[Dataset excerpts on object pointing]
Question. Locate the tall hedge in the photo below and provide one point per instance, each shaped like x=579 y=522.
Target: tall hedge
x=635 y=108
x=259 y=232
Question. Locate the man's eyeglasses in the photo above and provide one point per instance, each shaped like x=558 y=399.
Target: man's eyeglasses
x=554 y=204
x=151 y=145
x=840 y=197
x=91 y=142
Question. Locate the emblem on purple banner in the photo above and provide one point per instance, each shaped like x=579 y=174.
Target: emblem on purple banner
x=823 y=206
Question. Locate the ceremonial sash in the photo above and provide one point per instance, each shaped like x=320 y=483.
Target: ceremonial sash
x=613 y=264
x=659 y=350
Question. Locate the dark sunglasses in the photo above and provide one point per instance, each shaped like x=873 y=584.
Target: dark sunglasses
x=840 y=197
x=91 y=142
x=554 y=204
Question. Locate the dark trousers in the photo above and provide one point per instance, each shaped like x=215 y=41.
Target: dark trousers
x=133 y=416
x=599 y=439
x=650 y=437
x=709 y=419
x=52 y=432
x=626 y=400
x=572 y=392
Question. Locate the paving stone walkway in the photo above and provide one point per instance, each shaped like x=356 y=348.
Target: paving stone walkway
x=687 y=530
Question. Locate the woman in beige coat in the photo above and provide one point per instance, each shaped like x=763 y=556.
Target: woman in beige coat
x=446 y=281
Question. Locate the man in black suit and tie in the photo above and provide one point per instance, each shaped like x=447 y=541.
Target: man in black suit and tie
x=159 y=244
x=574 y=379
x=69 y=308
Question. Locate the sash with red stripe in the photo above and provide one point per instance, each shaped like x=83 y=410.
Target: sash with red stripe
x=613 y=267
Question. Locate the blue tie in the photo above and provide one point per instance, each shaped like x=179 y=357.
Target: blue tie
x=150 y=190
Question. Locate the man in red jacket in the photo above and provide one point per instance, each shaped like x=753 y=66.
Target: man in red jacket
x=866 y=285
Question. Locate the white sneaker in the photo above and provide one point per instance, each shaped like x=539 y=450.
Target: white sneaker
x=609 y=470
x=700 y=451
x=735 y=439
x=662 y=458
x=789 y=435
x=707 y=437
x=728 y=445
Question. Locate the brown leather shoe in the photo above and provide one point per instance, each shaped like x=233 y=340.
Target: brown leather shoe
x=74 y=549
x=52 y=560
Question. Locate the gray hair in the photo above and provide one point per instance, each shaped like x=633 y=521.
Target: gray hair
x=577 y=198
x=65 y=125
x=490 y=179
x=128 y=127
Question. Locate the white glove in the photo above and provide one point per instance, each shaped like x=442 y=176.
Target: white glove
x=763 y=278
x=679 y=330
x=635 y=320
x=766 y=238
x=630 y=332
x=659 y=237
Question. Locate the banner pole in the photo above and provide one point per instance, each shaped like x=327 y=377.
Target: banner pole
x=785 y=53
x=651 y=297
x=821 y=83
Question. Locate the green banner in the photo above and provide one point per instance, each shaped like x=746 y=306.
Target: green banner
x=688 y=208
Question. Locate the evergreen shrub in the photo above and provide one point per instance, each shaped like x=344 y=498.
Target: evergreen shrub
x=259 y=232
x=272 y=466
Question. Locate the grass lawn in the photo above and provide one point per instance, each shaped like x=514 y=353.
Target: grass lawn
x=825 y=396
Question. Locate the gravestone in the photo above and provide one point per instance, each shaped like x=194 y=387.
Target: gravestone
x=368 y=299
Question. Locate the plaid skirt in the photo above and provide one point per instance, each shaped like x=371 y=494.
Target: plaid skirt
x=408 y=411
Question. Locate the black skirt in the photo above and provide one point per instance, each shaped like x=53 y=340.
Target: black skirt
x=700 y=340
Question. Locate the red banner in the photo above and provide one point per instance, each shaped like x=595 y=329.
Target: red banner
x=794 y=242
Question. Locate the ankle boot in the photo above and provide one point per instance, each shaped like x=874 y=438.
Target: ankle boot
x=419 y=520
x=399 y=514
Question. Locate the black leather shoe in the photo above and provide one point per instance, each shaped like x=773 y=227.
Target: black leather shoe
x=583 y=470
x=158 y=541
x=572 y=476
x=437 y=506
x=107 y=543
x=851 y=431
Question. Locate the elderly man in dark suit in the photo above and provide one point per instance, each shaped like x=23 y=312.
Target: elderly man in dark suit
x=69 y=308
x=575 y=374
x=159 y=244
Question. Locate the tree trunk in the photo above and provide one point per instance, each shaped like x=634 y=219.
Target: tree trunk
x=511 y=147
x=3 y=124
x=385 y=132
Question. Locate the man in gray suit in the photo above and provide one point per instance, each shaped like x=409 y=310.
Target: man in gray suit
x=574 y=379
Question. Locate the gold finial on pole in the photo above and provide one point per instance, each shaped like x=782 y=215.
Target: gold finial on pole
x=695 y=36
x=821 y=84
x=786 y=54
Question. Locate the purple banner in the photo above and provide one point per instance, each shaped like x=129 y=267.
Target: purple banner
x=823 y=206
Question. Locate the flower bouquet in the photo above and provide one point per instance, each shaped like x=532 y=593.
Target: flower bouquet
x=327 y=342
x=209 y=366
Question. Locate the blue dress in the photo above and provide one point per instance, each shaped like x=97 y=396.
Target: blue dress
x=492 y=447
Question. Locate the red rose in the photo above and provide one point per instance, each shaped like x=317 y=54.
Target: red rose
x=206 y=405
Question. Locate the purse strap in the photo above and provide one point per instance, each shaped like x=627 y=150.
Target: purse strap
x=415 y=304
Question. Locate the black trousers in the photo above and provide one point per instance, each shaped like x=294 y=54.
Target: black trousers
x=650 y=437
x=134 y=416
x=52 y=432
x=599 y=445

▶ _Problem description_:
Your task is to repeat each line of the material exactly.

▶ _Written answer_:
Question. Locate the tall hedge in the photo below and provide one point per instance, each shaped like x=579 y=522.
Target: tall hedge
x=635 y=108
x=259 y=232
Question. Locate the man's eyeglasses in the photo above and provide one point per instance, each shaped like x=558 y=399.
Target: man's eyeglasses
x=554 y=204
x=151 y=145
x=840 y=197
x=91 y=142
Question. Locate the emblem on purple banner in the photo above and provide one point per instance, each shaped like x=579 y=174.
Target: emblem on purple banner
x=823 y=206
Question. Locate the ceremonial sash in the photo above and provide one point per instance, each shaped like x=320 y=483.
Target: ceremonial sash
x=613 y=264
x=659 y=350
Question. Locate the dark sunglasses in the photo above and provide one point per instance, each shaped like x=873 y=584.
Target: dark sunglasses
x=840 y=197
x=91 y=142
x=554 y=204
Question. Locate the dark trousers in the photo above and provide one point per instance, each shaped like x=215 y=41.
Target: dark trousers
x=133 y=416
x=599 y=439
x=650 y=437
x=709 y=419
x=52 y=432
x=626 y=400
x=572 y=392
Question. Locate the paving stone walkway in the photo above and provide one point per instance, each shaped like x=356 y=348.
Target: paving stone walkway
x=687 y=530
Question. Locate the woman in beige coat in the photo above and provide one point per instance, each shaped like x=763 y=556.
Target: woman in beige coat
x=446 y=281
Question. Locate the man in black suit and tie in the photo above and provide one point per instance, each shaped like x=447 y=541.
Target: man in black suit and tie
x=159 y=244
x=574 y=379
x=69 y=308
Question. Locate the sash with red stripe in the photo above and provide one point per instance, each shaped like x=83 y=410.
Target: sash with red stripe
x=613 y=267
Question. Locate the blue tie in the photo above and provide one point per instance, each shaped like x=179 y=357.
Target: blue tie
x=150 y=190
Question. Locate the man in red jacket in the photo above and provide one point per instance, each shaped like x=753 y=66.
Target: man in red jacket
x=866 y=285
Question. Locate the white sneaker in the photo above and provide one point per instance, each shaped like x=539 y=450.
Target: white sneaker
x=609 y=470
x=700 y=451
x=735 y=439
x=662 y=458
x=789 y=435
x=707 y=437
x=728 y=445
Question. Locate the brown leather shoe in the photo above and provide one point per instance, each shaped like x=233 y=340.
Target: brown leather shoe
x=74 y=549
x=52 y=560
Question. Locate the gray hair in the photo above and provide one point per instance, each shaped like x=633 y=521.
Target: gray hair
x=577 y=198
x=65 y=125
x=490 y=179
x=128 y=127
Question. Locate the white glove in the photo above and provide one point per instance, each shaped like x=442 y=176.
Target: white glove
x=763 y=278
x=679 y=330
x=635 y=320
x=766 y=238
x=630 y=332
x=659 y=237
Question. Locate the banner pole in the photo above and provide one point per instance, each shaped like x=327 y=377.
Target: banner pole
x=785 y=53
x=651 y=297
x=821 y=83
Question. Locate the green banner in the photo above and provide one point per instance, each shaped like x=746 y=306.
Target: green banner
x=688 y=208
Question. Locate the evergreen shrub in the photo above and provide one point per instance, each shaped like x=344 y=498.
Target: evergreen shrub
x=259 y=232
x=272 y=466
Question. Locate the grass lawn in the photo above and provide one point per instance, each shaped like x=514 y=353.
Target: grass lawn
x=825 y=396
Question. Locate the gravestone in the photo above and provide one point per instance, each shaped like x=194 y=387.
Target: gravestone
x=368 y=299
Question. Locate the plaid skirt in the photo above and provide one point per instance, each shaped like x=371 y=494.
Target: plaid skirt
x=408 y=411
Question. Locate the black skirt in the photo above and provide one point per instance, each shaped like x=53 y=340.
Target: black skirt
x=700 y=340
Question. Locate the red banner in the photo above and provide one point per instance, each shaped like x=595 y=329.
Target: red banner
x=794 y=242
Question. Locate the ankle boot in the photo above and provide one point per instance, each shaped like x=874 y=438.
Target: ankle boot
x=419 y=520
x=399 y=514
Question. Locate the black leather shoe in the photo above and provide one point per instance, each shaped like x=773 y=227.
Target: black leather shoe
x=583 y=470
x=158 y=541
x=572 y=476
x=437 y=506
x=107 y=543
x=851 y=431
Question. Locate the elderly man in dark suit in the photo above and provide one point per instance, each shaped like x=23 y=312.
Target: elderly man in dark suit
x=69 y=308
x=575 y=374
x=159 y=244
Question. Locate the tree trunk in the photo above and provide one point per instance, each shaped like x=634 y=219.
Target: tree trunk
x=511 y=147
x=3 y=124
x=385 y=132
Question. Locate the man in gray suit in the photo above and provide one point per instance, each shaped like x=409 y=310.
Target: man in gray suit
x=574 y=379
Question. Locate the gold finial on pole in the photo above and provide one point per instance, each shaped like x=782 y=215.
Target: gold finial on pole
x=695 y=36
x=821 y=84
x=786 y=54
Question. Locate the purple banner in the photo above and provide one point per instance, each shaped like x=129 y=267.
Target: purple banner
x=823 y=206
Question. Locate the flower bouquet in the photo above and provide one point per instance, each shaped like x=532 y=593.
Target: flower bouquet
x=327 y=342
x=209 y=366
Question. Locate the blue dress in the photo above and provide one point per instance, each shaped like x=97 y=396.
Target: blue dress
x=492 y=447
Question. Locate the red rose in the photo above and provide one point per instance, each shaped like x=317 y=54.
Target: red rose
x=206 y=405
Question. Locate the purse strap in the photo above and provide one point per instance, each shaped like x=627 y=150.
Target: purse strap
x=415 y=304
Question. Locate the black trousers in the photo above and provide one point per instance, each shaped like x=294 y=54.
Target: black trousers
x=650 y=437
x=134 y=416
x=52 y=432
x=599 y=445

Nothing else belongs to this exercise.